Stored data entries
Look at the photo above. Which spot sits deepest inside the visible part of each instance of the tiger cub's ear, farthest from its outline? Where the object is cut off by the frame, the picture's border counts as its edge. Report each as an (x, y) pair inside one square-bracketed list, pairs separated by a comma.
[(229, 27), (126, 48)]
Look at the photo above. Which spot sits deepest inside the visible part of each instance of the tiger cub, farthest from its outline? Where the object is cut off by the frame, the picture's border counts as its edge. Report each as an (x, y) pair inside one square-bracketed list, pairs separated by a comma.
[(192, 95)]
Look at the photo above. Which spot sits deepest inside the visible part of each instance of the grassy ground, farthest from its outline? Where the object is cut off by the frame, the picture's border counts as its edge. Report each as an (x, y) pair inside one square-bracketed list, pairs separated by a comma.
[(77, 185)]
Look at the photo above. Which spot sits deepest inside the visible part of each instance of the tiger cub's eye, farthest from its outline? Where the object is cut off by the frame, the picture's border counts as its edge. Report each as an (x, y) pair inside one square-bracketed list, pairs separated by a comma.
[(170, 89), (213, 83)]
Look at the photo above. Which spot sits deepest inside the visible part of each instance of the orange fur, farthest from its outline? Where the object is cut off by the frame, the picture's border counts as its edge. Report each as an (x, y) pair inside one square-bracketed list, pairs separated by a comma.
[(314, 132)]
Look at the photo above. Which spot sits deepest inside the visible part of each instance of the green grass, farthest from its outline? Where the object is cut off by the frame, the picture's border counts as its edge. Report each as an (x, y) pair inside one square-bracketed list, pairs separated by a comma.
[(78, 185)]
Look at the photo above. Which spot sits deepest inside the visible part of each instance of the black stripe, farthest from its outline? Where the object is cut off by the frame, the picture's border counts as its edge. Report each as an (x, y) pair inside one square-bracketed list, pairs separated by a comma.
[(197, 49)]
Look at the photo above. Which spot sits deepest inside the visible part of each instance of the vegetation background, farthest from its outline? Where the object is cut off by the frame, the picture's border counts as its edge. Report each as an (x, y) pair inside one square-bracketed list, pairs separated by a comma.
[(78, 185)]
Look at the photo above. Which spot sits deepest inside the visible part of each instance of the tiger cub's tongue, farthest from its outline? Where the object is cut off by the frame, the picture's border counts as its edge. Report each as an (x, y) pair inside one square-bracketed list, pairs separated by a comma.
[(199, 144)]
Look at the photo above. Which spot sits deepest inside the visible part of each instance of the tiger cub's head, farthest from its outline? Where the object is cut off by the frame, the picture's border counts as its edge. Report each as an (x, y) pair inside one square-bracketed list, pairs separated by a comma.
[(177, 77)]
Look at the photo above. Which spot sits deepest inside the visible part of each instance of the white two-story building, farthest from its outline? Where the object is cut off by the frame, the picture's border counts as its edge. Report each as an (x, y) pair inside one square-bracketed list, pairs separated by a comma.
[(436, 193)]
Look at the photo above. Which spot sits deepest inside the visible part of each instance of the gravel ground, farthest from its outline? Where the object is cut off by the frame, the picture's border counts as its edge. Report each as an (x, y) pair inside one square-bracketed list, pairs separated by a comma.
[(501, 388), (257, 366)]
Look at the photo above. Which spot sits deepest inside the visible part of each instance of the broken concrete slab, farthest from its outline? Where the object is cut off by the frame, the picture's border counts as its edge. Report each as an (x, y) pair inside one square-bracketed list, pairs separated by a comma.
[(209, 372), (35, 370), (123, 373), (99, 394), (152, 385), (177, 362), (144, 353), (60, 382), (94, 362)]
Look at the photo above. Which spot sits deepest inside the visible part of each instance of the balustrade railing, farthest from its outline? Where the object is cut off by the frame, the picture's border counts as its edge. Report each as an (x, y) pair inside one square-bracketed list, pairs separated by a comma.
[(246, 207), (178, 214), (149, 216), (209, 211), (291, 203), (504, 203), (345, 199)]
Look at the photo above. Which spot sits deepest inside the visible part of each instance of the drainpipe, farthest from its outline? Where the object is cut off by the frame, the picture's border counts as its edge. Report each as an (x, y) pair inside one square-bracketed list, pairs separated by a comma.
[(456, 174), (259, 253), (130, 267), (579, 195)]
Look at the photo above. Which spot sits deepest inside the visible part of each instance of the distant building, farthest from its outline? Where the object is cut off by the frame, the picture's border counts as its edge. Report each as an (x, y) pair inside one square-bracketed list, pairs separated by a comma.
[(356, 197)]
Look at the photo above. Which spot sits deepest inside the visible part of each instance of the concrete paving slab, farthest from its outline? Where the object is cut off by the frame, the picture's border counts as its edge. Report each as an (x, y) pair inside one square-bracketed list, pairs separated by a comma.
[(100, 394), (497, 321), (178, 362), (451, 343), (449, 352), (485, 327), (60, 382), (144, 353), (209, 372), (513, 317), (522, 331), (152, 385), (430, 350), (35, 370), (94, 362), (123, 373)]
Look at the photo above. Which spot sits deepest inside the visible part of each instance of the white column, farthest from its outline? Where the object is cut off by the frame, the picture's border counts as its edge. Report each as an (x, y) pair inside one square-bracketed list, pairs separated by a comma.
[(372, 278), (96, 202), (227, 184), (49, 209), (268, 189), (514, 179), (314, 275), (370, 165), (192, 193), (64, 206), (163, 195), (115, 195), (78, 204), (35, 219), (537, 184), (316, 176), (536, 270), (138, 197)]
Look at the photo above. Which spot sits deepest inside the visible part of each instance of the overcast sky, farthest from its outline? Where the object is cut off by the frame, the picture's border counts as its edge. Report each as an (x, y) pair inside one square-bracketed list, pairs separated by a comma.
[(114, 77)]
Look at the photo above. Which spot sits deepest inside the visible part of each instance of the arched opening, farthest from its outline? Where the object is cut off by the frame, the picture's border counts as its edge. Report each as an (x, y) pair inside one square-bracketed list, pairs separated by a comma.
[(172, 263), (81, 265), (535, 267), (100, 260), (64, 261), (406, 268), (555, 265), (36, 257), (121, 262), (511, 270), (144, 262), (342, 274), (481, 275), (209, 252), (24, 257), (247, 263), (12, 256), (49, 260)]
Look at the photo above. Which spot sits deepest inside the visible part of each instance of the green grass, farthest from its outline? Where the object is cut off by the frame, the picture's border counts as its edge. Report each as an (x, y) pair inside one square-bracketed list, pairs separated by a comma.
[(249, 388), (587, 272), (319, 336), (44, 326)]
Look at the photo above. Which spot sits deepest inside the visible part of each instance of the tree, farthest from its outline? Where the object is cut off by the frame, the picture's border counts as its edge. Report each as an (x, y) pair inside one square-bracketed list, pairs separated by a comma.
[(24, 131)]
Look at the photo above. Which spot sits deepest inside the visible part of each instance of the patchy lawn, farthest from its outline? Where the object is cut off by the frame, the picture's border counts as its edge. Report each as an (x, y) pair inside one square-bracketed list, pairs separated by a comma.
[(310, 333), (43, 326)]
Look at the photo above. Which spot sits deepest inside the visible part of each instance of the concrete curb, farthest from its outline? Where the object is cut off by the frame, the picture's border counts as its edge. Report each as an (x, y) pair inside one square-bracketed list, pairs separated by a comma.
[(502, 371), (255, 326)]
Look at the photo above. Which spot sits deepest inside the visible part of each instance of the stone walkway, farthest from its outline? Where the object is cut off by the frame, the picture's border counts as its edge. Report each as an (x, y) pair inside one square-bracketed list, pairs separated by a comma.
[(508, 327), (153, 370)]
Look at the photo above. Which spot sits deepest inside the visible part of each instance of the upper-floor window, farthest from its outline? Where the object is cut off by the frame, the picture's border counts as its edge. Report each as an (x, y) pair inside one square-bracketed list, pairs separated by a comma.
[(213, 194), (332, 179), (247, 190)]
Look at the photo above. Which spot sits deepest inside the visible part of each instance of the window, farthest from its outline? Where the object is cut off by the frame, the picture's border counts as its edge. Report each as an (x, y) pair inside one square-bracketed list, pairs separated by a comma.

▶ [Brief]:
Reply with the complete data above, every character as it stands.

▶ [Answer box]:
Look at the photo above. Which spot sits deepest inside the visible part of each instance of the tiger cub's ear, farthest from its outline? Where the object is cut off by the frame, the picture's border counts as its edge. Report each as an (x, y) pair inside one square-bracketed list, pairs separated by a comma.
[(229, 27), (126, 48)]
Look at the photo above. Which spot sits deepest inside the visible part of each instance of the tiger cub, farthest from its outline? Where the object is cut off by the frame, the picture's border counts as its edge. Report each as an (x, y) pair inside one square-bracketed list, pairs separated by a comma.
[(192, 95)]
Look at the photo above. Which spot sits deepest inside the visible part of each instance of the grassy ground, farthest from its outline? Where the object is cut off by the frame, the picture's border counts as its edge. Report each as an (x, y) pair inside one square-bracketed list, pairs separated by a comma.
[(77, 185)]
Look at the photo above. Which spot sits deepest inside the visible part of each instance of the tiger cub's eye, farthest from its outline? Where the object is cut off by the frame, the picture's border counts as its edge. Report each as an (x, y) pair inside one square-bracketed list, pairs separated by a comma.
[(170, 89), (213, 83)]
Look at the photo above. Which spot sits deepest inside the visible part of each instance of the orange fur, farthest from its outline? Where the object is cut off by the frame, the picture's border counts as its edge. Report each as an (x, y) pair inside one square-bracketed list, pairs separated by a comma.
[(314, 132)]
Look at the photo above. Which spot sits deepest inside the visible part of each instance of the green grass, farthest from its outline? Where the object is cut off by the frame, the picture's border counts as its edge. Report each as an (x, y) pair inside one square-bracketed list, pairs separated by a comma.
[(78, 185)]
Look at the photo above. Which spot sits deepest inside the visible part of each instance of the black stripe, farthest from its outline? Where the object is cut off by the frame, the picture's border counts as its edge. Report each as an (x, y) pair inside one square-bracketed list, pairs separated by a comma.
[(197, 49)]
Look at the photo above. Which spot sits deepest inside the visible part of each instance of the vegetation background, farthest from its outline? Where the object is cut off by the frame, the picture's border counts as its edge. Report each as an (x, y) pair inside one square-bracketed list, pairs separated by a comma.
[(78, 185)]
Look at the photo above. Which spot sits deepest inside the visible part of each instance of the tiger cub's tongue, farthest from its outline? Where the object is cut off by the frame, the picture's border counts as its edge. Report each as an (x, y) pair inside one square-bracketed list, pairs separated by a comma.
[(199, 144)]
Look at the photo above. Which spot sits deepest inside the visible part of each instance of the tiger cub's head, farthest from its outline? Where the object is cut off by the frame, the picture's border counts as its edge. Report each as an (x, y) pair inside one square-bracketed list, pairs separated by a comma.
[(177, 77)]
Look at the photo above. Which spot sits deepest inside the visible part of each instance of the white two-story building, farthest from its outline? Where the object is cut off by the frame, the picture's border counts as its edge. Report each as an (x, y) pair inside one square-bracketed list, pairs separated by a comma.
[(436, 193)]
Look at the photo above. Which spot sits deepest inside the visible part of each instance of the gravel ground, farthest from its outline? Where the object is cut off by the frame, the picture's border counts as its edge. Report each as an (x, y) pair inside one square-bracketed list, pairs separated by a comma.
[(501, 388), (257, 366)]
Look at the photo above. Which spot sits deepest inside the visible part of each instance of the broken concrete slab, farthest from its outline? Where the object is cut off by the frame, the picture's border counts as its edge. Report each as an (x, y) pair inside one square-bracketed list, pairs separated by a comma.
[(209, 372), (35, 370), (123, 373), (99, 394), (152, 385), (177, 362), (144, 353), (60, 382), (94, 362)]
Look at the photo above. Which spot sits deepest inside the visible part of each instance of the balustrade railing, farthest from its outline? Where the object is cut off by the frame, the picture's border counts as its edge. Report each as an (x, y) pair inside one square-bracketed list, pairs separated by a comma.
[(246, 207), (178, 214), (149, 216), (209, 211), (291, 203), (504, 203), (345, 199)]
Look at the photo above. Which spot sits deepest inside the visible part of each instance of the drainpipe, farthest from its outline? Where the object is cut off by the frame, the picture's border counts as its edge. Report each as an (x, y) pair inside one square-bracketed list, pairs separated by a comma.
[(456, 174), (259, 253), (130, 267), (579, 195)]
Look at the photo above. Which spot sits deepest inside the visible part of each instance of the distant building, farthest from its outline? Where the object is cut off by the frame, the picture's border counts as its edge. Report each as an (x, y) pair inside one square-bracketed list, pairs separated by a comma.
[(356, 197)]
Look at the photo above. Which spot sits deepest inside the visible part of each instance of the concrete paving slab, farthest from its outline? Where the object is cut off by the frame, the picture's border counts as its edge. Report each as an (x, y) pair inside one square-bracketed list, pairs separated by a comma.
[(100, 394), (497, 321), (178, 362), (451, 343), (449, 352), (485, 327), (60, 382), (144, 353), (209, 372), (513, 317), (522, 331), (152, 385), (430, 350), (35, 370), (94, 362), (123, 373)]
Look at the photo above. Which spot sits deepest inside the visible part of each instance of the white column, farthest from its outline? Where the object is cut off by the frame, the picture's border counts as its edge. Report each as an (x, y) pair inside one square-bracketed list, pairs separated by a comma.
[(372, 278), (96, 202), (227, 184), (49, 209), (268, 189), (514, 179), (314, 275), (370, 165), (192, 193), (64, 206), (163, 195), (115, 195), (78, 204), (35, 219), (537, 184), (316, 176), (536, 270), (138, 197)]
Look at the photo above. Which spot sits deepest inside the visible part of each instance of the overcast sky, farthest from its outline? Where the object is cut off by the frame, the picture's border counts as its edge. Report each as an (x, y) pair inside one square-bracketed list, pairs separated by a comma.
[(114, 77)]
Look at the photo above. Which spot sits deepest inside the visible part of each instance of the arched opening, farthest from its outline? Where the object is cut off by the frame, the picture's border counts as its edge. Report each as an (x, y) pair inside one square-bracketed list, pairs separated by a comma.
[(172, 263), (81, 265), (535, 267), (100, 260), (64, 261), (406, 268), (555, 265), (36, 257), (121, 262), (511, 270), (144, 262), (342, 274), (481, 275), (209, 252), (24, 257), (247, 263), (12, 256), (49, 260)]
Look at the photo above. Which spot sits deepest inside the visible part of each instance of the green grass, farthest from its outline? Where the object is cut off by the frame, the picture's border counts as its edge. Report each as an (x, y) pair inside one square-bracketed list, pairs separated by a comma.
[(249, 388), (587, 272), (319, 336), (44, 326)]
Look at the photo above. Which spot sits deepest inside the visible part of each instance of the tree, farthest from its outline? Where the object is cut off by the frame, the picture's border counts as its edge. Report each as an (x, y) pair inside one square-bracketed list, pairs separated by a comma.
[(24, 131)]
Look at the photo above. Which spot sits deepest inside the visible part of each instance of the patchy lawn, farthest from its outline? Where the object is cut off by the frame, the picture's border counts as its edge. Report each as an (x, y) pair inside one square-bracketed list, pairs separated by a comma.
[(310, 333), (43, 326)]
Look at the photo above. Which spot sits deepest inside the visible part of each instance of the concrete curb, farthest from its outline? Where the object is cut off by the frame, the picture's border counts as its edge. Report each as an (x, y) pair inside one square-bracketed list, pairs separated by a comma.
[(502, 371), (255, 326)]
Look at the photo above. Which spot sits deepest inside the visible part of each instance of the stone walkway, farthest from its outline? Where the object is cut off by the frame, the picture's border counts as its edge. Report each as an (x, y) pair inside one square-bracketed list, pairs separated by a comma.
[(508, 327), (153, 370)]
Look at the photo above. Which spot sits deepest inside the visible part of each instance of the upper-floor window, farthest from its outline? Where the object is cut off by the frame, the picture's border counts as its edge. Report each as an (x, y) pair inside one square-bracketed list, pairs separated by a comma.
[(213, 194), (332, 179), (247, 190)]
Look at the photo above. Which spot sits deepest inside the visible part of each instance of the window, farthest from its outline? Where the object is cut off by the frame, the picture's border counts as its edge. Report each as an (x, y) pair inside one square-bracketed list, pairs separated by a comma.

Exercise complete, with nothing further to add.